_Quoted passage_
You absolutely can and I'd go so far as to say even should use the debugger as an aid to building the mental model. If you're not Ken Thompson, and depending on how familiar you are with the code, and the nature of the platform and codebase, it isn't necessarily useful to just be totally inside your head trying to "build the mental model" and think of what might be breaking it.

So it's not really about how quickly you pull out the debugger. But it is absolutely good advice not to immediately start debugging ("find the problem") with it, and not to just use the debugger aimlessly, but to start with a separate "mental model phase".

I see why the OP wants to tell you not to use the debugger in this phase, to help you understand it is in fact a separate phase, and because the debugger can lead you to miss the forest for the leaf. But you can and probably often should use the debugger there too, I agree. But you use it to build your mental model -- if you aren't sure you have a mental model, make some guesses (about how the code works, NOT about "what's wrong"), then use the debugger to confirm or deny them. To figure out "how does this code work, big picture" before trying to use it to figure out "why is it broken".

IF you are pretty familiar with the particular platform and codebase, AND pretty experienced with doing this kind of work, you might not find the debugger helpful for that first phase, like Ken Thomson. But i'd argue it's also fine to use the debugger there, it's a question of what you are using it to do.

I generally use the debugger to test my hypothesis. This is something that too many people overlook when debugging.

My debugging goes like this:

1) I need to have a model in my head of what I think is going on even if simple.

2) I make a change X with the idea that result Y should happen. VERIFYING THIS HYPOTHESIS IS VITALLY IMPORTANT. Your change should create cause and effect.

3) I test that result Y actually happened--generally this is where I'm using the debugger.

4a) If result Y happened and result Y means my program is fixed, congratulations, you are done.

4b) If result Y happened but my program is not yet fixed, go back to make another hypothesis and go back to step 2.

4c) If result Y did not happen, undo change X, update your mental model and go back to step 1. This is where the "think hard" part mostly comes in.

The toughest bugs are the ones that require you to update your mental model the most.

This is good stuff. I'd add: if you're tussling with what seems to be a very confusing problem, often you are looking at _two_ problems.

_Data segment_
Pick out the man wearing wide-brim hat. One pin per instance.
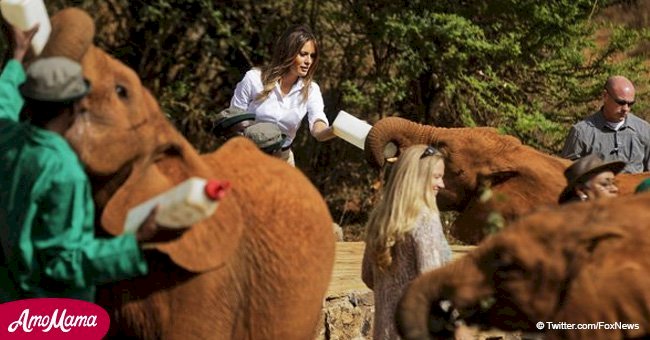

_Problems to solve_
**1.** Summarize the debugging discussion above in two sentences.
**2.** In the debugging discussion above, what should you do if result Y did not happen?
**3.** Pick up the debugging discussion above after its last sentence and continue it.

_Responses to the exercise_
**1.** The debugger can and often should be used to build a mental model of how code works, by making guesses about it and confirming or denying them, before it is used to find out why the code is broken. One described routine is to hold a model, make a change expected to produce a specific result, check that result (often with the debugger), and then finish, form a new hypothesis, or undo the change and update the model.

**2.** Undo change X, update your mental model, and go back to step 1.

**3.**
> Use the debugger sparingly if at all. See if you can use more exotic ways like printfs, dump out data via files, assertions etc just for the sake of getting a wider range of troubleshooting techniques should you find yourself without a debugger someday

Often it's the reverse: printfs, data file dumping, etc. are impossible, but the debugger is always there. If you find yourself chasing a bug into glibc or Rust stdlib, printf debugging won't be sufficient. Using a debugger is an underrated skill.

Talk to someone. Tell them about the problem. Show them your previous steps trying to figure it out. Talk about possible solution you've thought of. Share your frustration. Ask them if they have any ideas.

When you are done you would have come up with at least one new thing to try.

The other party you talk to need not to be a top-notch engineer. Good results were reported with the use of a rubber duck. With some training, you can talk to a more intelligent counterpart, yourself.

One more approach that worked several times for me is to start writing a Stackoverflow question, carefully formulating the problem for the reader who does not have your context. Often I saw the answer before you finish writing, and never posted the question.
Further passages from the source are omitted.